#### BAGIAN TEKS:
Halaman

November 11, 2009

RIYADI MELAMBUNGKAN KESENIAN RAKYAT MERBABU.


Antara, 10 Nov 2009 Oleh : M. Hari Atmoko.

Bukan suatu ironi bagi Riyadi karena sama sekali dia tidak bisa menari, tetapi kiprahnya mengelola kebudayaan dan kesenian selama ini justru telah mengangkat kesenian rakyat petani kawasan Gunung Merbabu di Kabupaten Magelang, Jawa Tengah. Spirit berkesenian bagi Riyadi ternyata tidak mesti digeluti dengan keharusan dirinya naik panggung pementasan bersama masyarakat setempat.
"Saya sudah telanjur senang berkesenian, sejak kecil, tetapi sampai sekarang saya tidak bisa menari. Hidup ini bagi saya adalah berkesenian. Saya mengelola potensi kebudayaan masyarakat saya dan tentunya saya harus bergaul tidak hanya di desa ini, tapi di mana saja dan dengan siapa saja," katanya.
Riyadi adalah kepala Desa Banyusidi, Kecamatan Pakis, Kabupaten Magelang, sejak 2002. Jabatan itu akan dilepas pada 2012, tetapi kedudukan sebagai petinggi komunitas kesenian di Merbabu tak akan pernah luput dari tangannya.
Desa Banyusidi di ketinggian sekitar 850 meter dari permukaan air laut, terletak di lereng barat Gunung Merbabu. Jumlah penduduk desa dengan luas sekitar 736 hektare itu sebanyak 6.613 jiwa atau sekitar 1.400 kepala keluarga, terdiri atas 21 dusun. Mayoritas penduduk bekerja sebagai petani holtikultura.
Basis keseniannya di dusun tempat tinggalnya yakni Gejayan di ketinggian sekitar 800 meter dari permukaan air dan berpenduduk 519 jiwa atau 136 kepala keluarga. Dia juga menjadi Ketua Komunitas Warga Budaya Gejayan.
"Kalau teman-teman lurah dan Pak Camat sering menyebut saya 'lurahe kesenian', itu sebutan yang biasa," kata lelaki berumur 34 tahun dengan istri Slamet Rahayu (34) dan dua anak yakni Febri Prasetyo Putro (10) dan Agus Prasetyo Putro (9) itu.

[Kutipan catatan anotasi]

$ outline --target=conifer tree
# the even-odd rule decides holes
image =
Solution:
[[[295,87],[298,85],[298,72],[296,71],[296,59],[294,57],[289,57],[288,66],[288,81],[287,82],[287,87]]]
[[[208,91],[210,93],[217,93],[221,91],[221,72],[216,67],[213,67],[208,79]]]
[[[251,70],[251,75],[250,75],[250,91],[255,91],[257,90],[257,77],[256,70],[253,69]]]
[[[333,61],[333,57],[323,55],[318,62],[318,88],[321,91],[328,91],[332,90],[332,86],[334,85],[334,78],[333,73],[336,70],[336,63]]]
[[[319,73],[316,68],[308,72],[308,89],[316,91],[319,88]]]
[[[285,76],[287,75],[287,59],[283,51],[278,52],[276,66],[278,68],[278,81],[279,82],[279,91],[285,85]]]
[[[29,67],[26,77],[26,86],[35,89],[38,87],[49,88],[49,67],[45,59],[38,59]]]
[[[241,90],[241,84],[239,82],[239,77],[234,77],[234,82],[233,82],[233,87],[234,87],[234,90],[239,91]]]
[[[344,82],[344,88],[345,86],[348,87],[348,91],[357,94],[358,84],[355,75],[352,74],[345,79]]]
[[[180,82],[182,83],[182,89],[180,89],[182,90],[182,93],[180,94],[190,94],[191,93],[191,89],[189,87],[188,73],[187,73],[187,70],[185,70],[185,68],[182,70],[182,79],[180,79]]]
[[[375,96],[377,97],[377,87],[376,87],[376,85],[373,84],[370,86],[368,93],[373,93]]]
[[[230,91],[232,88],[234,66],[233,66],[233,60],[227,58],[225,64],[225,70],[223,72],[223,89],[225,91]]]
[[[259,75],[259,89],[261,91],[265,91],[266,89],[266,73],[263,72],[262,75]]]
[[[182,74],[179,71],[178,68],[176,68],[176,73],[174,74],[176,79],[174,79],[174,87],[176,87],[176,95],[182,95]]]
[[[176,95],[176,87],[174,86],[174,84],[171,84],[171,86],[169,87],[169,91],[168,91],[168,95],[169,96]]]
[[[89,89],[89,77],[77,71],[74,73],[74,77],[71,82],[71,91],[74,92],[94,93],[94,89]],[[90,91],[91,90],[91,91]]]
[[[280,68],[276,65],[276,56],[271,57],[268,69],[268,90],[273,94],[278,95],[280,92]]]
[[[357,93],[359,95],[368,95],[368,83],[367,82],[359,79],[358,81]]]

#### KETENTUAN LATIHAN:
(a) Tuliskan kembali bagian dari artikel tentang Riyadi di atas, dari "Desa Banyusidi di" sampai "sebagai petani holtikultura.", termasuk kedua ujungnya, tanpa mengubah satu kata pun.
(b) Tentukan apakah setiap pernyataan berikut sesuai dengan artikel tentang Riyadi: (i) Riyadi menjadi kepala Desa Banyusidi sejak 2002; (ii) Desa Banyusidi terdiri atas 25 dusun; (iii) Riyadi pandai menari. Jawab ya atau tidak untuk masing-masing, lalu kutip kata-kata artikel yang menjadi dasarnya.

#### JAWABAN BERURUTAN:
(a)
Desa Banyusidi di ketinggian sekitar 850 meter dari permukaan air laut, terletak di lereng barat Gunung Merbabu. Jumlah penduduk desa dengan luas sekitar 736 hektare itu sebanyak 6.613 jiwa atau sekitar 1.400 kepala keluarga, terdiri atas 21 dusun. Mayoritas penduduk bekerja sebagai petani holtikultura.

(b)
(i) Ya: "Riyadi adalah kepala Desa Banyusidi, Kecamatan Pakis, Kabupaten Magelang, sejak 2002."
(ii) Tidak: "terdiri atas 21 dusun"
(iii) Tidak: "sampai sekarang saya tidak bisa menari"